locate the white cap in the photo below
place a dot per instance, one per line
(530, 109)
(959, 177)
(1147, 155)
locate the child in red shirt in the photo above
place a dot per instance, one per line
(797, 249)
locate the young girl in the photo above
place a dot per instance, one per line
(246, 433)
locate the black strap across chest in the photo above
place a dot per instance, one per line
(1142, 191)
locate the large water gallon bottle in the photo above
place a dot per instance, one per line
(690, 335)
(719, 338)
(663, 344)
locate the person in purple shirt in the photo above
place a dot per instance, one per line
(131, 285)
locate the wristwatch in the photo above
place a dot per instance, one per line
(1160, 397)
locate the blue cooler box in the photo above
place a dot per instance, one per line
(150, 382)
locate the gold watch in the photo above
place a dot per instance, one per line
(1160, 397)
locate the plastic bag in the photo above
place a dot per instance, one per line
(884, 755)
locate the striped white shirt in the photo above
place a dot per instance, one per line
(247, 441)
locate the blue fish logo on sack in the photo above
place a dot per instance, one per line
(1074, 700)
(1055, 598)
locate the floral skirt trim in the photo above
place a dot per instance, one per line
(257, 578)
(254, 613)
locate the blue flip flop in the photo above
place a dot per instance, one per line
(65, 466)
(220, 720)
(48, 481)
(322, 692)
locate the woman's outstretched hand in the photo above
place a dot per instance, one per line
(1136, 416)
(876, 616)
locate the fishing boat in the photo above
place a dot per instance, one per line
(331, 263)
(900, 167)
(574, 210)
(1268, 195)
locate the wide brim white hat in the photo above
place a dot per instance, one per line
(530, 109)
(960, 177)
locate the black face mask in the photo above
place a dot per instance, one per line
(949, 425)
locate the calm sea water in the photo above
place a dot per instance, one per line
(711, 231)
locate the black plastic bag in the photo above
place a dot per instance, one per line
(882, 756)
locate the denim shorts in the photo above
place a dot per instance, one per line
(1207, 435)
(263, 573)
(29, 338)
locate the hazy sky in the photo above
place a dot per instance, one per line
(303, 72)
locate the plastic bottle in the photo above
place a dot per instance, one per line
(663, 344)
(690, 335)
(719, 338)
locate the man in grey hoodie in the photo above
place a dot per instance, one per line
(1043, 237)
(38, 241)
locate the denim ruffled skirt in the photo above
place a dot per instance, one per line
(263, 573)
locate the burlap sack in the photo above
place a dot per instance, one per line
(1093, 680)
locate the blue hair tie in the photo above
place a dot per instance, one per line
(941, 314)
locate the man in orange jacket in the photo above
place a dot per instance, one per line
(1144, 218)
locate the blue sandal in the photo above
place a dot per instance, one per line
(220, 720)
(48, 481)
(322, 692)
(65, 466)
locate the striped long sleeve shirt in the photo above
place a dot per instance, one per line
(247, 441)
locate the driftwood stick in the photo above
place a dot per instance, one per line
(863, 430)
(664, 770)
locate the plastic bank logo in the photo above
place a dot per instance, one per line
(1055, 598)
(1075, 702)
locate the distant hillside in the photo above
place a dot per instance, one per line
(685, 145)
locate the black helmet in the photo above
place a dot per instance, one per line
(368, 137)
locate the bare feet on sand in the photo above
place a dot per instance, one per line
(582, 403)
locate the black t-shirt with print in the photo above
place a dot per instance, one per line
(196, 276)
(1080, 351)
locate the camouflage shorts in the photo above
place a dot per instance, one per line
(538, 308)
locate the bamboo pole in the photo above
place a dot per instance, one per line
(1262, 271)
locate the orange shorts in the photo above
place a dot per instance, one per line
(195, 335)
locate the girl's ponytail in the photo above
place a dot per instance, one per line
========================================================================
Task objective
Exactly reproduce the lines beginning with the one that contains "locate the striped long" and ending with the last line of the material, both included. Leave out everything else.

Answer space
locate the striped long sleeve shirt in the photo above
place a dot per instance, one per line
(247, 441)
locate the driftwood stick in the photo above
place a dot per instance, one per line
(863, 430)
(664, 770)
locate the plastic bank logo in the photo above
place a dot per instance, one per line
(1055, 598)
(1075, 702)
locate the distant hillside in the photo above
place a dot per instance, one per line
(685, 145)
locate the black helmet in the photo above
place a dot per instance, one per line
(368, 137)
locate the bare feet on sand in the photo above
place a dot per instance, one per line
(582, 403)
locate the black t-shirt with print in the photo above
place a dot per instance, one per line
(196, 276)
(1080, 351)
locate the camouflage shorts in the photo above
place a dot per instance, one per line
(538, 308)
locate the bamboo pole in the photo above
place a dot per instance, one per line
(1262, 271)
locate the orange shorts in the photo above
place a dot per instance, one per line
(195, 335)
locate the girl's ponytail in the photo above
place a dot per instance, one per line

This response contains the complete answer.